Excerpted passage =>

These are steps in the right direction. But they’re also siloed. None of these platforms are interoperable with national carbon registries, international finance tracking systems, or other restoration platforms like Restor.Eco, Carbon Offsets Map or Tree-Nation.
For instance, try cross-referencing project pages from Tree-Nation with records from Canada’s 2BT program, and it becomes immediately unclear whether you’re looking at duplicate claims or just parallel projects by the same proponents in similar regions.


Are these the same project?
Even if the data exists, turning it into verifiable, auditable claims isn’t cheap. Public-facing Monitoring, Reporting, and Verification (MRV) is the backbone of accountability in forest projects, but traditional MRV systems remain expensive and time-intensive. According to a 2022 1t.org report, MRV costs can range from $0.15 to $1.40 per ton of CO₂, with smaller projects paying more due to fixed overheads. That’s often enough to make participation financially infeasible for small landowners or grassroots initiatives. Without scalable, low-cost alternatives, even technically sound solutions can struggle to reach the forest floor.
Why This Isn’t Just a Spreadsheet Problem
Reforestation is rooted in soil, but the accountability layer is increasingly digital — and increasingly fragmented. Right now, tracking impact often feels like solving a crossword with several missing clues, some of which were written in a different language, and others which have since been deleted in a PDF from 2017.
The consequences are not trivial. In the short term, double counting leads to inflated impact metrics, undermining trust in ESG claims and public programs alike. In the long term, it risks turning nature-based solutions into what economists call “credence goods” — things that are widely praised but poorly understood, which often leads to their being undervalued, misused, or eventually abandoned.
The risks aren’t just theoretical. Large-scale reforestation programs have already shown how hard it is to track real progress.
Ethiopia’s Green Legacy Initiative, for example, has drawn praise for its ambitious 50-billion-tree target. But critics have raised concerns about inconsistent reporting, survival rates, and the feasibility of planting that many trees across varied landscapes. Without robust data or verifiable tracking, it becomes hard to tell whether we’re celebrating real progress — or just adding zeros to a spreadsheet.
If nature-based climate finance collapses under its own ambiguity, it won’t be because the trees failed. It’ll be because the spreadsheets never agreed on where they went.
Blended Beverages and Singular Claims
It’s not just a measurement problem. It’s a market failure.

Written problem a => In the reforestation passage, what range of MRV costs per ton of CO₂ does the 2022 1t.org report give?
The reforestation passage has no connection to the records that come after it.

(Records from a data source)
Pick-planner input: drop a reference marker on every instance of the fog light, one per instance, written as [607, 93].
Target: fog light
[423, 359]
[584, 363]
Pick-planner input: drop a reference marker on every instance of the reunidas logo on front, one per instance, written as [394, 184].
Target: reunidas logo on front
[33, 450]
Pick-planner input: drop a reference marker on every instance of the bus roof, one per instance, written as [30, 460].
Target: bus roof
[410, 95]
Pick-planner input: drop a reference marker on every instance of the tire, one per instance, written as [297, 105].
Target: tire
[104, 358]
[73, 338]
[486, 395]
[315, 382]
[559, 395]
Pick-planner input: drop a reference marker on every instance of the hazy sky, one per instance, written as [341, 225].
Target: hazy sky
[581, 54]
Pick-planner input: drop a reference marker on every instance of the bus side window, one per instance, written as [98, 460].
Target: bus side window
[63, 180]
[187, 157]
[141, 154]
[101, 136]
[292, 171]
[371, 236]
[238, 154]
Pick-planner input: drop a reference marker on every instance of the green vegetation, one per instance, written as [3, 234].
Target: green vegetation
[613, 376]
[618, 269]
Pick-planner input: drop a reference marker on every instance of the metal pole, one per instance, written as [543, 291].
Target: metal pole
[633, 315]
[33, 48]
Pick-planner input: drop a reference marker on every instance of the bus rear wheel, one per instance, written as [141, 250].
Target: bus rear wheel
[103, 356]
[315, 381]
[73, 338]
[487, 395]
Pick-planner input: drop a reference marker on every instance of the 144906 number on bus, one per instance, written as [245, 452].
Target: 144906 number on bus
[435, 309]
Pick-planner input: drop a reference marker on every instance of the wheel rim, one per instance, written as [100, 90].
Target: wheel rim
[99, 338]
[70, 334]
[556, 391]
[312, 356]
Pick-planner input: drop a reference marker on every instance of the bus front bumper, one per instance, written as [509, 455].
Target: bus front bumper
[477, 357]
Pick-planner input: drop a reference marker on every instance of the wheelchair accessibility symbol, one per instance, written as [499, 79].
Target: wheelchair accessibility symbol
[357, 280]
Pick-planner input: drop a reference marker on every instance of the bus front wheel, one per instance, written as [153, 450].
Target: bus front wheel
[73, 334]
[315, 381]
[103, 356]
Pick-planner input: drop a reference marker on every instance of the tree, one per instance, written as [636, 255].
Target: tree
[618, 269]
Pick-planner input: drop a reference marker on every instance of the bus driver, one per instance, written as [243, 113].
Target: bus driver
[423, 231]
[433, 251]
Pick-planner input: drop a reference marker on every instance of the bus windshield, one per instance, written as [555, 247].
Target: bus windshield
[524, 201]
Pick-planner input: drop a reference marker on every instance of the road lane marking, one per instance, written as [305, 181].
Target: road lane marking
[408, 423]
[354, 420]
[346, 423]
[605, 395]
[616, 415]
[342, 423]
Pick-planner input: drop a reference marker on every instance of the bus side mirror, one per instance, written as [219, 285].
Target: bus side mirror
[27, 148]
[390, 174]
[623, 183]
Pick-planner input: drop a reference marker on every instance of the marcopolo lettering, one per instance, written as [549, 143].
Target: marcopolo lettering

Written problem b => Put the lines of the records from the one containing "as [219, 285]." through the end of the records, inclusive, into a JSON list of strings with one string per line and blank lines omitted.

Correct response a => $0.15 to $1.40 per ton of CO₂.

Correct response b =>
[
  "Pick-planner input: drop a reference marker on every instance of the bus side mirror, one per instance, written as [219, 285].",
  "Target: bus side mirror",
  "[27, 148]",
  "[390, 174]",
  "[623, 183]",
  "Pick-planner input: drop a reference marker on every instance of the marcopolo lettering, one per instance, written as [549, 143].",
  "Target: marcopolo lettering"
]